_INFORMATION SHOWN_
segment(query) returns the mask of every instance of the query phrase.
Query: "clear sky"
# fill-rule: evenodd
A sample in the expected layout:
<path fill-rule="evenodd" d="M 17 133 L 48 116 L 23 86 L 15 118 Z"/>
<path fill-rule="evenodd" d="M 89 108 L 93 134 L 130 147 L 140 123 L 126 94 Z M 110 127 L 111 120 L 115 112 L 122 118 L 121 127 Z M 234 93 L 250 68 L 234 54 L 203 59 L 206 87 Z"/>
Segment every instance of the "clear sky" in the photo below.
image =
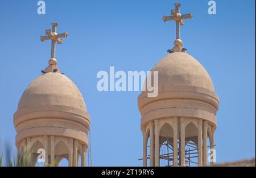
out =
<path fill-rule="evenodd" d="M 139 92 L 97 90 L 100 71 L 149 71 L 173 46 L 173 22 L 163 23 L 174 3 L 193 15 L 181 27 L 188 53 L 208 71 L 221 98 L 216 132 L 217 162 L 255 157 L 255 1 L 0 1 L 0 147 L 15 151 L 13 116 L 27 86 L 50 57 L 40 35 L 58 22 L 69 37 L 57 45 L 58 65 L 77 85 L 91 115 L 93 165 L 141 165 Z"/>

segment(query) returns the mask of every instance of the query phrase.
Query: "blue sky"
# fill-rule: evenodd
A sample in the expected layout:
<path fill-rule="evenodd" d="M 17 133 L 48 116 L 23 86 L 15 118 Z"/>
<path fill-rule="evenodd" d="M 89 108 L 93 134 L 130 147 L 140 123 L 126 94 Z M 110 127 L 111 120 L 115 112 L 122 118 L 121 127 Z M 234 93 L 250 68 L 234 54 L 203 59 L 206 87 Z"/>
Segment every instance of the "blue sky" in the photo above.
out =
<path fill-rule="evenodd" d="M 50 57 L 40 35 L 58 22 L 69 37 L 57 46 L 61 72 L 81 90 L 91 115 L 93 165 L 141 165 L 139 92 L 99 92 L 97 73 L 149 71 L 172 47 L 173 22 L 163 23 L 176 1 L 0 1 L 0 147 L 15 148 L 13 115 L 23 90 L 41 74 Z M 217 161 L 255 157 L 255 1 L 178 1 L 191 12 L 181 38 L 188 53 L 209 72 L 221 98 L 216 132 Z"/>

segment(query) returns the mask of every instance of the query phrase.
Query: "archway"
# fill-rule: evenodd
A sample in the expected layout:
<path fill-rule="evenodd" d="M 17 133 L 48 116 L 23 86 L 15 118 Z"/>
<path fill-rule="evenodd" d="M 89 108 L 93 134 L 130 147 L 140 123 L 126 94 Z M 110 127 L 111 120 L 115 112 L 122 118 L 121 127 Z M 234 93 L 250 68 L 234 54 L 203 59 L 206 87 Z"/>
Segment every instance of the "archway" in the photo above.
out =
<path fill-rule="evenodd" d="M 28 162 L 31 162 L 31 163 L 28 163 L 28 165 L 31 165 L 32 166 L 44 166 L 45 160 L 43 156 L 39 156 L 42 155 L 42 154 L 43 154 L 43 152 L 44 150 L 44 145 L 41 143 L 41 142 L 37 140 L 33 144 L 31 150 L 31 155 L 26 155 L 28 157 L 31 156 L 31 158 L 28 158 L 27 159 Z M 30 152 L 29 151 L 28 152 Z"/>
<path fill-rule="evenodd" d="M 165 123 L 159 133 L 159 165 L 173 166 L 174 130 L 168 123 Z"/>
<path fill-rule="evenodd" d="M 68 166 L 68 148 L 63 141 L 60 141 L 55 145 L 54 152 L 55 166 Z M 68 160 L 67 163 L 65 160 Z"/>
<path fill-rule="evenodd" d="M 198 166 L 197 127 L 193 122 L 185 129 L 185 163 L 187 166 Z"/>

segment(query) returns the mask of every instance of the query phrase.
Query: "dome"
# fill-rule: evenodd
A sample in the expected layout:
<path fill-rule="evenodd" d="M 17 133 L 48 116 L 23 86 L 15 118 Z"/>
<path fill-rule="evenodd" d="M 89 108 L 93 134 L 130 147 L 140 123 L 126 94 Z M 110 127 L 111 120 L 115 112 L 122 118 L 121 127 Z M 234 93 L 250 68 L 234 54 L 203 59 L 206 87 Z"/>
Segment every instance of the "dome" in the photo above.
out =
<path fill-rule="evenodd" d="M 76 85 L 68 77 L 57 72 L 46 73 L 33 81 L 23 92 L 18 109 L 45 105 L 86 110 L 84 98 Z"/>
<path fill-rule="evenodd" d="M 88 145 L 90 115 L 76 85 L 59 72 L 47 72 L 24 91 L 14 124 L 19 144 L 28 137 L 55 135 Z"/>
<path fill-rule="evenodd" d="M 207 71 L 194 57 L 184 52 L 167 55 L 151 71 L 158 71 L 159 86 L 195 86 L 214 90 Z"/>
<path fill-rule="evenodd" d="M 154 119 L 174 117 L 201 119 L 216 126 L 220 99 L 207 71 L 194 57 L 175 52 L 151 71 L 158 71 L 157 95 L 150 97 L 152 92 L 146 90 L 138 98 L 142 128 Z"/>

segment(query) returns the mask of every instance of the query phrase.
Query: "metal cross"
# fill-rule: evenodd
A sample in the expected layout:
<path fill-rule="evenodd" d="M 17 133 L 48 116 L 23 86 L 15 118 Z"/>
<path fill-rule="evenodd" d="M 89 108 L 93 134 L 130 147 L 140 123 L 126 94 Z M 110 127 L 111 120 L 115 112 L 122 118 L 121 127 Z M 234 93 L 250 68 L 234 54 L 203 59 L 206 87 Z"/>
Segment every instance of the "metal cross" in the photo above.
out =
<path fill-rule="evenodd" d="M 63 38 L 68 37 L 68 32 L 64 32 L 63 34 L 58 34 L 57 33 L 57 26 L 58 24 L 57 23 L 52 23 L 52 29 L 51 31 L 51 29 L 46 30 L 46 35 L 47 36 L 41 35 L 41 41 L 44 42 L 45 40 L 52 40 L 52 47 L 51 52 L 51 58 L 55 58 L 55 51 L 56 51 L 56 42 L 57 44 L 62 44 L 62 39 Z"/>
<path fill-rule="evenodd" d="M 167 21 L 175 20 L 176 21 L 176 39 L 180 39 L 180 25 L 184 25 L 184 21 L 183 19 L 192 19 L 193 16 L 191 13 L 188 14 L 181 15 L 180 14 L 180 6 L 179 3 L 174 4 L 175 5 L 175 9 L 171 10 L 172 16 L 164 16 L 163 20 L 164 22 Z"/>

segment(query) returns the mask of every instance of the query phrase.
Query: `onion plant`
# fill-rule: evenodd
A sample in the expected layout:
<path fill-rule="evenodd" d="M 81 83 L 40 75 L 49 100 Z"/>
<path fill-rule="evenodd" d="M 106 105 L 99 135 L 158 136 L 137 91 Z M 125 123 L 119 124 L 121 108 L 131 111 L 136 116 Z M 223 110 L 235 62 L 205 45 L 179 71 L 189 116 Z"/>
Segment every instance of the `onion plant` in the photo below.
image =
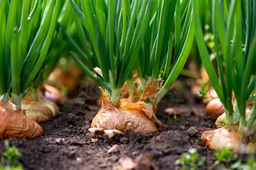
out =
<path fill-rule="evenodd" d="M 200 22 L 199 12 L 204 6 L 200 6 L 200 1 L 193 3 L 201 59 L 226 114 L 226 127 L 204 132 L 201 139 L 214 150 L 231 144 L 237 152 L 255 152 L 252 146 L 256 139 L 256 2 L 213 1 L 217 72 L 210 60 Z"/>
<path fill-rule="evenodd" d="M 194 36 L 190 1 L 158 1 L 158 8 L 135 67 L 144 89 L 147 77 L 153 80 L 160 77 L 163 81 L 157 94 L 157 104 L 182 70 Z"/>
<path fill-rule="evenodd" d="M 194 39 L 192 6 L 188 2 L 70 0 L 82 39 L 79 45 L 64 34 L 73 48 L 71 55 L 105 89 L 92 132 L 111 130 L 111 137 L 117 131 L 148 133 L 161 128 L 156 104 L 180 73 Z M 140 100 L 135 103 L 121 98 L 124 84 L 134 80 L 133 70 L 142 87 Z M 165 81 L 163 87 L 160 78 Z"/>
<path fill-rule="evenodd" d="M 60 0 L 0 1 L 2 138 L 30 138 L 42 134 L 39 125 L 22 113 L 22 99 L 41 74 L 61 8 Z"/>
<path fill-rule="evenodd" d="M 39 2 L 41 4 L 38 5 L 43 6 L 42 2 Z M 70 17 L 69 14 L 72 10 L 71 4 L 68 1 L 60 1 L 60 6 L 62 9 L 60 13 L 59 12 L 58 22 L 69 32 L 73 32 L 73 20 Z M 44 86 L 60 57 L 65 51 L 65 48 L 68 49 L 63 40 L 59 24 L 56 30 L 52 30 L 53 34 L 45 59 L 38 73 L 35 74 L 31 86 L 26 89 L 26 95 L 22 102 L 22 108 L 26 110 L 26 115 L 37 122 L 48 121 L 59 113 L 57 105 L 48 98 L 53 102 L 62 102 L 65 99 L 57 89 L 50 86 Z"/>
<path fill-rule="evenodd" d="M 152 8 L 157 3 L 153 1 L 134 1 L 132 4 L 129 1 L 70 2 L 76 12 L 77 26 L 83 29 L 82 24 L 86 29 L 95 53 L 90 54 L 84 42 L 82 45 L 87 55 L 82 52 L 79 54 L 86 65 L 74 53 L 71 54 L 88 75 L 107 90 L 113 104 L 117 105 L 122 87 L 133 69 L 153 15 Z M 95 66 L 101 70 L 97 77 L 90 69 Z"/>

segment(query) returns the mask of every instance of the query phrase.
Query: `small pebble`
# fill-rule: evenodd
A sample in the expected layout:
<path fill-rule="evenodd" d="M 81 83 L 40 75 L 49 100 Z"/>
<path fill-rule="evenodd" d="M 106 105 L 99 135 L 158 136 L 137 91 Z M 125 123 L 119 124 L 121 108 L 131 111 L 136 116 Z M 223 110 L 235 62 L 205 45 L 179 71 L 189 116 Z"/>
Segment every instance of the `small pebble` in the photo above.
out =
<path fill-rule="evenodd" d="M 188 134 L 190 136 L 193 136 L 198 132 L 198 130 L 195 126 L 191 126 L 190 127 L 187 131 L 186 131 L 186 133 Z"/>
<path fill-rule="evenodd" d="M 122 137 L 120 138 L 120 142 L 127 144 L 128 142 L 128 139 L 126 137 Z"/>
<path fill-rule="evenodd" d="M 115 153 L 118 152 L 118 145 L 113 145 L 108 151 L 108 153 Z"/>
<path fill-rule="evenodd" d="M 93 143 L 96 143 L 96 142 L 97 142 L 98 141 L 98 139 L 95 139 L 95 138 L 91 138 L 91 140 L 92 140 L 92 142 Z"/>
<path fill-rule="evenodd" d="M 55 139 L 55 141 L 58 145 L 62 145 L 63 144 L 63 140 L 61 138 L 57 138 Z"/>

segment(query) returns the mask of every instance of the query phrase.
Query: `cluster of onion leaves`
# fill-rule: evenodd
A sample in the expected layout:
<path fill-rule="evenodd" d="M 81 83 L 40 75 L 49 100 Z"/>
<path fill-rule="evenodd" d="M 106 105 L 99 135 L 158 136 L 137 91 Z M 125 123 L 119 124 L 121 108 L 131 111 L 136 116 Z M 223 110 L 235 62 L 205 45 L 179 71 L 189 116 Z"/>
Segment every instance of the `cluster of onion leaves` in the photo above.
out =
<path fill-rule="evenodd" d="M 56 31 L 61 0 L 0 1 L 0 95 L 19 110 L 41 74 Z"/>
<path fill-rule="evenodd" d="M 157 95 L 158 104 L 180 74 L 194 37 L 190 1 L 158 1 L 153 19 L 146 31 L 136 69 L 145 88 L 148 77 L 159 77 L 163 85 Z"/>
<path fill-rule="evenodd" d="M 62 56 L 69 52 L 70 48 L 63 38 L 63 30 L 66 30 L 65 31 L 71 36 L 77 32 L 73 17 L 70 15 L 73 12 L 73 9 L 69 0 L 63 0 L 62 3 L 62 8 L 58 18 L 56 30 L 47 56 L 41 67 L 42 74 L 38 74 L 34 80 L 33 86 L 35 87 L 42 85 L 48 80 Z"/>
<path fill-rule="evenodd" d="M 98 82 L 114 105 L 121 89 L 131 74 L 143 39 L 157 7 L 158 1 L 70 0 L 83 50 L 72 44 L 71 54 L 83 70 Z M 68 37 L 68 35 L 65 35 Z M 86 36 L 92 51 L 86 45 Z M 70 38 L 70 37 L 69 37 Z M 81 40 L 83 40 L 82 39 Z M 96 76 L 92 68 L 99 67 Z"/>
<path fill-rule="evenodd" d="M 218 70 L 211 62 L 200 23 L 200 1 L 193 6 L 196 39 L 203 65 L 213 88 L 223 104 L 227 125 L 239 123 L 241 135 L 256 124 L 255 98 L 250 116 L 246 102 L 256 90 L 256 2 L 254 1 L 213 1 L 212 23 Z M 232 103 L 232 91 L 235 102 Z M 255 133 L 255 130 L 252 131 Z M 250 134 L 247 134 L 250 133 Z"/>

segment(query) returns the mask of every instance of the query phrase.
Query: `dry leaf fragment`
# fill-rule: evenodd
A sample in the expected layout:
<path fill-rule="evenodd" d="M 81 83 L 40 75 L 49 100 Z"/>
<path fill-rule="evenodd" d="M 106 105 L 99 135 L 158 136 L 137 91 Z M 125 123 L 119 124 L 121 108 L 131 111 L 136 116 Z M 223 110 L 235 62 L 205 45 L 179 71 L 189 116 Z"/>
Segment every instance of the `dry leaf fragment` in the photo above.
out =
<path fill-rule="evenodd" d="M 166 108 L 164 110 L 164 112 L 167 115 L 180 115 L 181 113 L 184 112 L 185 110 L 179 108 L 174 107 L 174 108 Z"/>

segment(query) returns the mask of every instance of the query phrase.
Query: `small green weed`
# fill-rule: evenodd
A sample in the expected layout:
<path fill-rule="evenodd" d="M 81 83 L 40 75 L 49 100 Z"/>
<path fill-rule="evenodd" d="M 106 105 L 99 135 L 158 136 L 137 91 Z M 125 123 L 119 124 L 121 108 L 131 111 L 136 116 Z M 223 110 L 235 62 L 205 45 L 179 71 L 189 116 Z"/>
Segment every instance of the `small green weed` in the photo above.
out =
<path fill-rule="evenodd" d="M 187 152 L 182 154 L 180 158 L 175 161 L 175 166 L 181 165 L 182 170 L 197 169 L 200 166 L 205 164 L 206 157 L 199 160 L 199 154 L 195 148 L 190 149 Z"/>
<path fill-rule="evenodd" d="M 19 164 L 18 159 L 22 157 L 21 153 L 15 147 L 10 147 L 9 141 L 4 141 L 6 151 L 3 153 L 0 162 L 0 170 L 22 170 L 23 168 Z"/>

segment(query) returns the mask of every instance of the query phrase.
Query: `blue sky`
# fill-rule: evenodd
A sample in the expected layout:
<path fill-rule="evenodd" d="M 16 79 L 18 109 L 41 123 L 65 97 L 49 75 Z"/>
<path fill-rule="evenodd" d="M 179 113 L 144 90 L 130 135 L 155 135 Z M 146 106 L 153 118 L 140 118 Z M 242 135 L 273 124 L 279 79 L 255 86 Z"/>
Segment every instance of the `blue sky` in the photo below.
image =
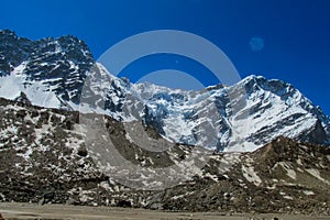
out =
<path fill-rule="evenodd" d="M 95 58 L 141 32 L 191 32 L 220 47 L 242 77 L 255 74 L 288 81 L 330 116 L 328 0 L 3 0 L 0 9 L 0 29 L 34 40 L 76 35 Z M 183 57 L 165 59 L 162 66 L 151 64 L 154 57 L 144 58 L 128 69 L 142 77 L 150 66 L 155 70 L 183 63 L 179 68 L 186 72 L 196 66 Z M 217 82 L 205 79 L 207 85 Z"/>

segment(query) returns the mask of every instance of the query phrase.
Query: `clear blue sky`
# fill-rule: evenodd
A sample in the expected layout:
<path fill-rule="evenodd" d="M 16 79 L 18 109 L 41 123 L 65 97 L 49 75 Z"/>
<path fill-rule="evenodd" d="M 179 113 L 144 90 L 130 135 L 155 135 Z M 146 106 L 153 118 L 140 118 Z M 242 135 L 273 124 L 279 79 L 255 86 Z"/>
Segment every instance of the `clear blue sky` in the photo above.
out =
<path fill-rule="evenodd" d="M 219 46 L 242 77 L 288 81 L 330 116 L 328 0 L 2 0 L 0 9 L 0 29 L 34 40 L 76 35 L 95 58 L 141 32 L 191 32 Z M 145 74 L 142 66 L 134 70 Z"/>

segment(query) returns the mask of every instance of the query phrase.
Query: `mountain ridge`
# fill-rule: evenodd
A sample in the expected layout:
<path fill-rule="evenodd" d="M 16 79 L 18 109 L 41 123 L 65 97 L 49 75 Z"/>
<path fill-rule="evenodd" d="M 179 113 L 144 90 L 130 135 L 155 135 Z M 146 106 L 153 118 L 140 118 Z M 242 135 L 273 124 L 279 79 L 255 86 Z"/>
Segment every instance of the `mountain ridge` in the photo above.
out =
<path fill-rule="evenodd" d="M 277 79 L 249 76 L 232 86 L 173 90 L 110 75 L 73 36 L 30 41 L 2 31 L 0 38 L 3 98 L 144 121 L 173 142 L 218 151 L 254 151 L 278 135 L 330 143 L 329 117 Z"/>

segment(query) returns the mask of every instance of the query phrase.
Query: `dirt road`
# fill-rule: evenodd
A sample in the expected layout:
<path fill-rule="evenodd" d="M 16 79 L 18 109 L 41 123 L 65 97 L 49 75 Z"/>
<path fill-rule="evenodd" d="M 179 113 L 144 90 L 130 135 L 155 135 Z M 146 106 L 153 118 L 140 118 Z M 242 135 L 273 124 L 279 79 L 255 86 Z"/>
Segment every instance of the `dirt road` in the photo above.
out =
<path fill-rule="evenodd" d="M 0 202 L 0 213 L 3 219 L 109 219 L 109 220 L 244 220 L 244 219 L 287 219 L 287 220 L 326 220 L 330 217 L 301 215 L 252 215 L 252 213 L 221 213 L 221 212 L 168 212 L 145 209 L 82 207 L 66 205 L 45 205 Z"/>

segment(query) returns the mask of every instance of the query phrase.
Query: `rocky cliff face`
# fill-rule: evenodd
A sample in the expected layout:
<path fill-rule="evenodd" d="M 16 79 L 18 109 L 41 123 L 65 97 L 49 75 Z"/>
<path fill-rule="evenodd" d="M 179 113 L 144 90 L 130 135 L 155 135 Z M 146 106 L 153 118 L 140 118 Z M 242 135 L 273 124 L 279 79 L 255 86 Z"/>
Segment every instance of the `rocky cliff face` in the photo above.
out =
<path fill-rule="evenodd" d="M 204 166 L 182 183 L 147 190 L 153 186 L 147 176 L 134 177 L 134 188 L 106 175 L 95 148 L 86 145 L 88 130 L 79 124 L 78 112 L 0 99 L 0 113 L 1 201 L 330 213 L 329 147 L 277 138 L 252 153 L 202 154 Z M 180 144 L 163 152 L 143 150 L 132 143 L 122 122 L 100 119 L 120 155 L 136 166 L 169 167 L 194 152 L 194 146 Z M 150 138 L 163 140 L 144 128 Z"/>
<path fill-rule="evenodd" d="M 135 85 L 111 76 L 74 36 L 31 41 L 11 31 L 0 32 L 0 73 L 3 98 L 143 121 L 177 143 L 242 152 L 279 135 L 330 143 L 320 108 L 292 85 L 261 76 L 200 91 Z"/>

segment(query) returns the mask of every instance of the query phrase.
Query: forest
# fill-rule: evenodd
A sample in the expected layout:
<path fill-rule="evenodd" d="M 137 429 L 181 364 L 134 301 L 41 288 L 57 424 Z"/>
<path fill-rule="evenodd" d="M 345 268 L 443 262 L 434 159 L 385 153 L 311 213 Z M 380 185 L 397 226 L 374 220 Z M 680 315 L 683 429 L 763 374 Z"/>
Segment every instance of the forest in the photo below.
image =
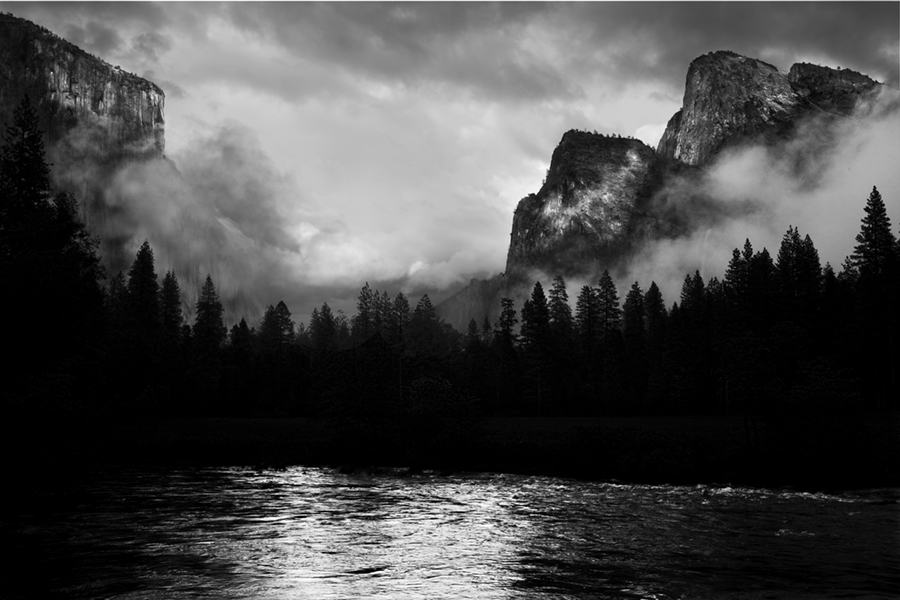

_TASK TO CARRY OUT_
Offset every coordinate in the answer outlines by 23, and write out all the lines from the start of the lines above through the line that contains "90 L 91 115", inclusive, requests included. Leave every number in the requests and their sample outlines unchanged, and leave the pictures out.

_WRITTEN ANSWER_
segment(query) returns the mask of every instance of the query phrase.
Query: "clear sky"
# fill-rule: evenodd
A sample in the expected layout:
<path fill-rule="evenodd" d="M 17 133 L 48 116 L 23 86 L 15 118 Z"/>
<path fill-rule="evenodd" d="M 89 108 L 93 134 L 130 147 L 140 123 L 126 94 Z M 110 127 L 111 120 L 115 112 L 122 118 L 121 127 Z M 234 93 L 250 68 L 234 54 L 203 59 L 206 87 Z"/>
Segment every instance of the "clear sky" in the photo below.
image =
out =
<path fill-rule="evenodd" d="M 162 115 L 120 113 L 123 94 L 172 94 L 196 69 L 196 45 L 186 46 L 197 26 L 216 38 L 204 50 L 211 76 L 231 94 L 244 121 L 239 155 L 240 185 L 278 180 L 278 24 L 23 24 L 23 170 L 38 174 L 36 139 L 50 109 L 73 80 L 63 58 L 81 45 L 92 60 L 80 68 L 81 88 L 100 108 L 114 138 L 116 188 L 164 188 Z"/>

segment(query) returns the mask of every instance of the query phrase.
Query: "blue sky"
# fill-rule: evenodd
A sample in the expected layout:
<path fill-rule="evenodd" d="M 17 133 L 48 116 L 23 86 L 15 118 Z"/>
<path fill-rule="evenodd" d="M 89 108 L 93 134 L 130 147 L 140 123 L 126 94 Z M 110 127 L 111 120 L 115 112 L 122 118 L 121 127 Z M 234 93 L 250 68 L 234 54 L 203 59 L 206 87 Z"/>
Segment every instance of the "blue sky" in the photo above.
out =
<path fill-rule="evenodd" d="M 73 80 L 63 58 L 81 45 L 92 60 L 80 69 L 84 95 L 104 113 L 114 138 L 116 188 L 164 188 L 162 115 L 122 115 L 120 96 L 172 94 L 195 70 L 196 45 L 186 46 L 199 24 L 23 24 L 23 170 L 38 171 L 36 138 L 46 113 L 64 97 Z M 240 184 L 278 180 L 278 24 L 201 24 L 214 35 L 204 61 L 211 76 L 232 95 L 244 121 L 239 155 Z"/>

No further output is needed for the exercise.